Please refer to Chapter 9 Financial Statements I MCQ Class 11 Accountancy with answers below. These multiple-choice questions have been prepared based on the latest NCERT book for Class 11 Accountancy. Students should refer to MCQ Questions for Class 11 Accountancy with Answers to score more marks in Grade 11 Accountancy exams. Students should read the chapter Financial Statements I and then attempt the following objective questions.

MCQ Questions Class 11 Accountancy Chapter 9 Financial Statements I

Financial Statements I MCQ Class 11 Accountancy provided below covers all important topics given in this chapter. These MCQs will help you to properly prepare for exams.

Question. If the rent of one month is still to be paid the adjustment entry will be
(a) Debit outstanding rent account and Credit rent account.
(b) Debit profit and loss account and Credit rent account.
(c) Debit rent account and Credit profit and loss account.
(d) Debit rent account and Credit outstanding rent account.

Answer

D

Question. The profit and loss account is prepared:
(a) At a specific point of time
(b) On a fixed date
(c) For a certain period
(d) All of the above

Answer

C

Question. Which of the following are indirect income?

[Point placement records]
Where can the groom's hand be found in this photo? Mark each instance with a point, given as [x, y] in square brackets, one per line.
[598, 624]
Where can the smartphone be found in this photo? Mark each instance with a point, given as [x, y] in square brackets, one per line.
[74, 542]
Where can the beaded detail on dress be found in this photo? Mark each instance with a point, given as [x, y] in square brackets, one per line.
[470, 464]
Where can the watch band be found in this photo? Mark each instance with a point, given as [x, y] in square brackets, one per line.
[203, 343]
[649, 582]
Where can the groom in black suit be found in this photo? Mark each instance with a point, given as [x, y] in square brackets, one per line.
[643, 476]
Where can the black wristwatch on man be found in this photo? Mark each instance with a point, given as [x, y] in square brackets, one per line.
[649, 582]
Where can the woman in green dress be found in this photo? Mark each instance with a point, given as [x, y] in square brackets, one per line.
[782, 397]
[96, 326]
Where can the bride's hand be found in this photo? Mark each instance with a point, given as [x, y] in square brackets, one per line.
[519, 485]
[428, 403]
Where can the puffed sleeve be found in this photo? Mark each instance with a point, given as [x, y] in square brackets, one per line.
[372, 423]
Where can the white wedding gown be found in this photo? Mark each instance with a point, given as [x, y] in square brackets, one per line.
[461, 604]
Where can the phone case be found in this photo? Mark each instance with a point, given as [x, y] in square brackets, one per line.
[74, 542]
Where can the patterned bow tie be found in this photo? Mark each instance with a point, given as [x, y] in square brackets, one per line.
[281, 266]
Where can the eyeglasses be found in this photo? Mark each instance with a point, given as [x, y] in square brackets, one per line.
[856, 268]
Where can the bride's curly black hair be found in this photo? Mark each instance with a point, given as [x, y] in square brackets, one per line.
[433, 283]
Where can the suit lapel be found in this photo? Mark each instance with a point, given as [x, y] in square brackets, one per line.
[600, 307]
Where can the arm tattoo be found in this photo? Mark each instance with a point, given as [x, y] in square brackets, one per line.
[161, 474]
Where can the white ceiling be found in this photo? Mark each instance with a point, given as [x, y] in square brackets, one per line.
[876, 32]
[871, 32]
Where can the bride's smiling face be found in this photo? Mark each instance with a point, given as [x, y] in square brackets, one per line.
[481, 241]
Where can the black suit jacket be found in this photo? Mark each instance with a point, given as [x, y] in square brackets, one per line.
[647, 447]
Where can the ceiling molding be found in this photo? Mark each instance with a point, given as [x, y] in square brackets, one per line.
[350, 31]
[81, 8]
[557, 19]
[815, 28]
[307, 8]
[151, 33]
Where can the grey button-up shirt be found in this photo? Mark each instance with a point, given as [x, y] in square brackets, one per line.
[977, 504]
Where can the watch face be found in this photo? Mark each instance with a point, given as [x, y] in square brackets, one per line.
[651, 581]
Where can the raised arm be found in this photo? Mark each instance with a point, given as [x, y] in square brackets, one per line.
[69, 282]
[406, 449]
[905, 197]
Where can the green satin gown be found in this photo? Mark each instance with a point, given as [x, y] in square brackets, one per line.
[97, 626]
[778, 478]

• **Set of tasks**:
(a) In the accountancy quiz text, how is the timing of the profit and loss account's preparation described in the marked answer?
(b) From the accountancy quiz text, list every answer option given for the question about one month's rent still to be paid.
(c) Pick up the accountancy quiz text from its final line and carry it forward in the same format.

• **Answers to the tasks**:
(a) It is prepared for a certain period.

(b)
(a) Debit outstanding rent account and Credit rent account.
(b) Debit profit and loss account and Credit rent account.
(c) Debit rent account and Credit profit and loss account.
(d) Debit rent account and Credit outstanding rent account.

(c)
(a) Commission Received
(b) Interest on Investment
(c) Dividends Received
(d) All of the above

Answer

D

Question. If the insurance premium paid Rs. 1,000 and prepaid insurance Rs. 300. The amount of insurance premium shown in profit and loss account will be
(a) Rs. 1,300
(b) Rs. 1,000
(c) Rs. 300
(d) Rs. 700

Answer

D

Question. Income tax in case of sole trader is treated as ,
(a) Personal expenses
(b) Debtors expenses
(c) Business expenses
(d) None of the above

Answer

A

Question. Profit and loss Account discloses:
(a) Gross profit
(b) Gross profit or Gross loss
(c) Gross profit or Gross loss
(d) None of these

Answer

B

Question. The statistical yardstick that provides a measure of the relationship Between two accounting figures in:-
(a) A operating current ratio
(b) The accounting ratio
(c) Input-output ratio
(d) None

Answer

B

Question. In the case of Ltd. Co. the term financial statement includes:-
(a) P & L A/C & B/S
(b) P & L A/C P & L appropriation A/C & B/S.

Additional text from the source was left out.